Stored items from a collection:
####################

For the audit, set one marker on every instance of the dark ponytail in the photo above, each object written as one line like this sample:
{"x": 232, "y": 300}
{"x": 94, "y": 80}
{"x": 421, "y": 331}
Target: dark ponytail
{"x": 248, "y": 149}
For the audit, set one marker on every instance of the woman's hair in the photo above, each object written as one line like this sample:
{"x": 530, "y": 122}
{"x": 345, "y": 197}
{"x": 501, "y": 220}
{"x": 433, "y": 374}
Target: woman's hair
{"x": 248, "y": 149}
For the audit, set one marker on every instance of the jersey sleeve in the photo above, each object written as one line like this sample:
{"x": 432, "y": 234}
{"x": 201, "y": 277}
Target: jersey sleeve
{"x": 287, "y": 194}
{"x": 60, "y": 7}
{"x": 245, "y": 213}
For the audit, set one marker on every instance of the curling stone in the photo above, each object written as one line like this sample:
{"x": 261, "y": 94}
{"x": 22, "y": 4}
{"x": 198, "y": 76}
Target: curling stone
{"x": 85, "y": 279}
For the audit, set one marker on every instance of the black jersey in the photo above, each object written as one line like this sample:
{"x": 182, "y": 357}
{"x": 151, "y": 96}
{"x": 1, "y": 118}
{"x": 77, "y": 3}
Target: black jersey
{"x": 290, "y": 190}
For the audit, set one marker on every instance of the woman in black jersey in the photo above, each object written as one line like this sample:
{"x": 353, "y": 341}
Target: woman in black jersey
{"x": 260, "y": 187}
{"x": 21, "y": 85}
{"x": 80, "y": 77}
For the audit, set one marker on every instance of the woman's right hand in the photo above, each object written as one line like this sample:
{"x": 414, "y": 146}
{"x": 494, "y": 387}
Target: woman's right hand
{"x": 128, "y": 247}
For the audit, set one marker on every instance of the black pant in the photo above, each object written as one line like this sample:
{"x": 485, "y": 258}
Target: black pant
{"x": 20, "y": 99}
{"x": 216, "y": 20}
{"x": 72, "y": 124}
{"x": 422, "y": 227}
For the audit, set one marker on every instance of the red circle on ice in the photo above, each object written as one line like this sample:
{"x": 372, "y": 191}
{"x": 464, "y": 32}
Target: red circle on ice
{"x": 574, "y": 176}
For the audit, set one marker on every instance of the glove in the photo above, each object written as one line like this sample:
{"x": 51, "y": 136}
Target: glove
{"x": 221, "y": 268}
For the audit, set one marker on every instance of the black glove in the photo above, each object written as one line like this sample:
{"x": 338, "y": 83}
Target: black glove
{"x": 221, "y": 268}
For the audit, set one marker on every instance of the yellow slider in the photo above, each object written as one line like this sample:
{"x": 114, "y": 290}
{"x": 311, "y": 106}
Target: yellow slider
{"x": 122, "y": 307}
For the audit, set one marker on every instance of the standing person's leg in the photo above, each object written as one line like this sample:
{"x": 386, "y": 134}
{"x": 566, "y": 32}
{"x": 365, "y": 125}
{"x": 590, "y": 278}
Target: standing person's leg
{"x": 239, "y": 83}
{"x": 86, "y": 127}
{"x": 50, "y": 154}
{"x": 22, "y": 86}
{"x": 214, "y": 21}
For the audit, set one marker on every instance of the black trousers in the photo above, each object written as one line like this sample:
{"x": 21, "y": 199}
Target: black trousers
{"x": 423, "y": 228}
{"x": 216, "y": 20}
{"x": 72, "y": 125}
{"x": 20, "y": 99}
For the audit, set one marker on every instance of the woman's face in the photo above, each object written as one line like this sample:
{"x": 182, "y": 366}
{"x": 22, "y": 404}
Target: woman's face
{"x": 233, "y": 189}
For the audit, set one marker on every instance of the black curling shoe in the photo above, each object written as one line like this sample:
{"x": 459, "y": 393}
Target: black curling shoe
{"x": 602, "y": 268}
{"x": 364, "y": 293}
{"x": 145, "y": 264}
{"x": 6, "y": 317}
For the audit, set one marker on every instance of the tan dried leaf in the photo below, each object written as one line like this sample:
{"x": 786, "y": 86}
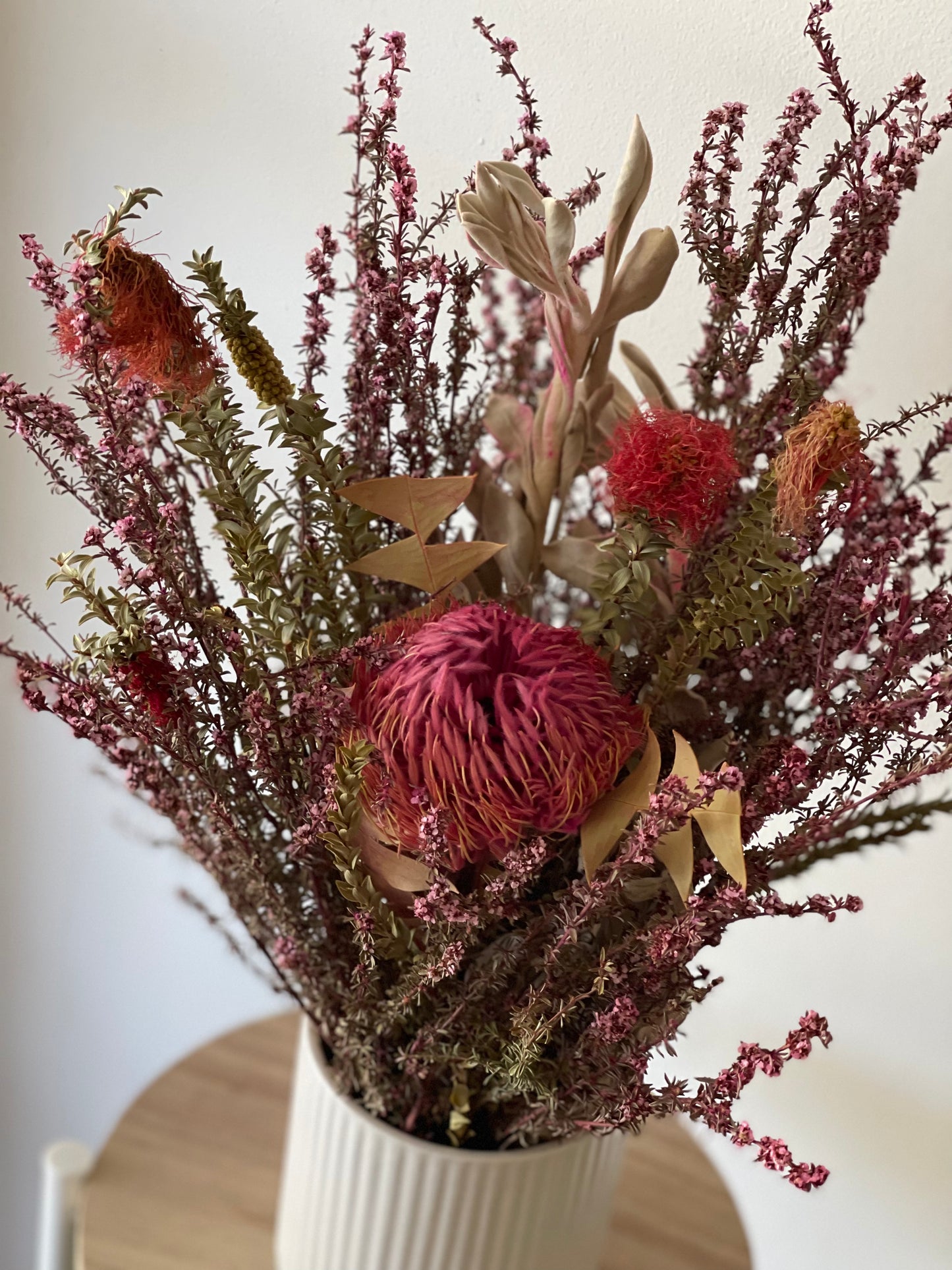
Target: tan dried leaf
{"x": 576, "y": 560}
{"x": 560, "y": 233}
{"x": 642, "y": 275}
{"x": 419, "y": 504}
{"x": 675, "y": 851}
{"x": 503, "y": 520}
{"x": 616, "y": 809}
{"x": 428, "y": 568}
{"x": 646, "y": 376}
{"x": 630, "y": 193}
{"x": 509, "y": 423}
{"x": 720, "y": 824}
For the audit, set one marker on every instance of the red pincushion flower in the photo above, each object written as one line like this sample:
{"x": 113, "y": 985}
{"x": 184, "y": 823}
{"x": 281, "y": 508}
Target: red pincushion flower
{"x": 505, "y": 724}
{"x": 673, "y": 467}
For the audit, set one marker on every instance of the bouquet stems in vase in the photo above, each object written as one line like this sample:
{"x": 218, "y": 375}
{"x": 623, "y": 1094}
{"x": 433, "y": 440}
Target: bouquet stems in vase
{"x": 526, "y": 678}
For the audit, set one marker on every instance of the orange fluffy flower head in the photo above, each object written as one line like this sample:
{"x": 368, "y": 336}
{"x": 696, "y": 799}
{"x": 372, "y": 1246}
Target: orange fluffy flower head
{"x": 824, "y": 446}
{"x": 152, "y": 332}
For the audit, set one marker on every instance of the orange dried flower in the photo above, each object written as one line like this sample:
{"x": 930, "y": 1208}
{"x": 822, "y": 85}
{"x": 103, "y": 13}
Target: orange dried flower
{"x": 826, "y": 445}
{"x": 152, "y": 330}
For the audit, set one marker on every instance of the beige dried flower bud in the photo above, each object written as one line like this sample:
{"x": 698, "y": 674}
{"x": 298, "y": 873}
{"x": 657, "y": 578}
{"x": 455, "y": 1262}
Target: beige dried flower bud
{"x": 513, "y": 227}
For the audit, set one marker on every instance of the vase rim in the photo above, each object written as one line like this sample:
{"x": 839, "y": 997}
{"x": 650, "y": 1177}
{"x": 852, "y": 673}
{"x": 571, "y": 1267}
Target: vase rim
{"x": 478, "y": 1159}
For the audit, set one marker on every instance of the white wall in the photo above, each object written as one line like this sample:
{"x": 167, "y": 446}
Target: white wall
{"x": 233, "y": 108}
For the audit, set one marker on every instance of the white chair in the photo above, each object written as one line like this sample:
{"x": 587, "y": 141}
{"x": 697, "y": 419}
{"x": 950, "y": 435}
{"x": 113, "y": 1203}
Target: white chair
{"x": 63, "y": 1167}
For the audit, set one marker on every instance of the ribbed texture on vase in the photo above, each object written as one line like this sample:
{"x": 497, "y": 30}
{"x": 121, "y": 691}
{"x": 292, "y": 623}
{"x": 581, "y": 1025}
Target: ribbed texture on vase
{"x": 360, "y": 1196}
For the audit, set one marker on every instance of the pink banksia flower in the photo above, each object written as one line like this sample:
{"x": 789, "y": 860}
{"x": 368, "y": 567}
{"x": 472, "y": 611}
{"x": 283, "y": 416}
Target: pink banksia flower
{"x": 675, "y": 468}
{"x": 505, "y": 724}
{"x": 823, "y": 447}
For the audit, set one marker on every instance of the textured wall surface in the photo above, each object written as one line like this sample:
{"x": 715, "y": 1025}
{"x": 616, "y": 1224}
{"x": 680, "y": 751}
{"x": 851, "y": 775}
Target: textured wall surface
{"x": 233, "y": 108}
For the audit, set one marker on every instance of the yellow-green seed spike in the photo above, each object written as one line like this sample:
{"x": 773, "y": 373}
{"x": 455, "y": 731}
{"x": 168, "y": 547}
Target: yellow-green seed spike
{"x": 260, "y": 366}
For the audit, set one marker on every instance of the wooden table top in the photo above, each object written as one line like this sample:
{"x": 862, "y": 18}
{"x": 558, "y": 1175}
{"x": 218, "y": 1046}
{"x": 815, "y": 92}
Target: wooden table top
{"x": 190, "y": 1178}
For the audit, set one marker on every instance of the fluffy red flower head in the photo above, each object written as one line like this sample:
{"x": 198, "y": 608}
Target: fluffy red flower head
{"x": 503, "y": 723}
{"x": 673, "y": 467}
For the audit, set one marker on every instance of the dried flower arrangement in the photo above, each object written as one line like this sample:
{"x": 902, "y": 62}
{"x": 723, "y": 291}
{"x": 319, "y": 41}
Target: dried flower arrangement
{"x": 483, "y": 792}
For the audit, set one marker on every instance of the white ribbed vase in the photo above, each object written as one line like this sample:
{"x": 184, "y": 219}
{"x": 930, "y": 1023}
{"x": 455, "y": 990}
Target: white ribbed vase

####################

PROBLEM REQUIREMENTS:
Could you quote, exactly as they appear, the line containing "of the wooden" and every line after it to the end of the records above?

EXERCISE ANSWER:
For the audit, set one marker on every instance of the wooden table top in the photo above, each object written as one line like this sample:
{"x": 862, "y": 18}
{"x": 558, "y": 1175}
{"x": 218, "y": 1046}
{"x": 815, "y": 92}
Target: wooden table top
{"x": 190, "y": 1178}
For the audit, set one marker on every instance of the fluffy red flower head in the photo above, each object written as one line like this sample:
{"x": 198, "y": 608}
Target: fluffy red flower head
{"x": 503, "y": 723}
{"x": 673, "y": 467}
For the audit, set one marker on every instance of the dried flower arrangement in the photo above, each object written as one line like this sample:
{"x": 902, "y": 62}
{"x": 723, "y": 291}
{"x": 319, "y": 41}
Target: dried flower arrangement
{"x": 483, "y": 792}
For the audit, set one marker on every instance of the white ribbed vase in the photo above, each object written as one line like this sample:
{"x": 184, "y": 219}
{"x": 930, "y": 1023}
{"x": 455, "y": 990}
Target: white ribbed vase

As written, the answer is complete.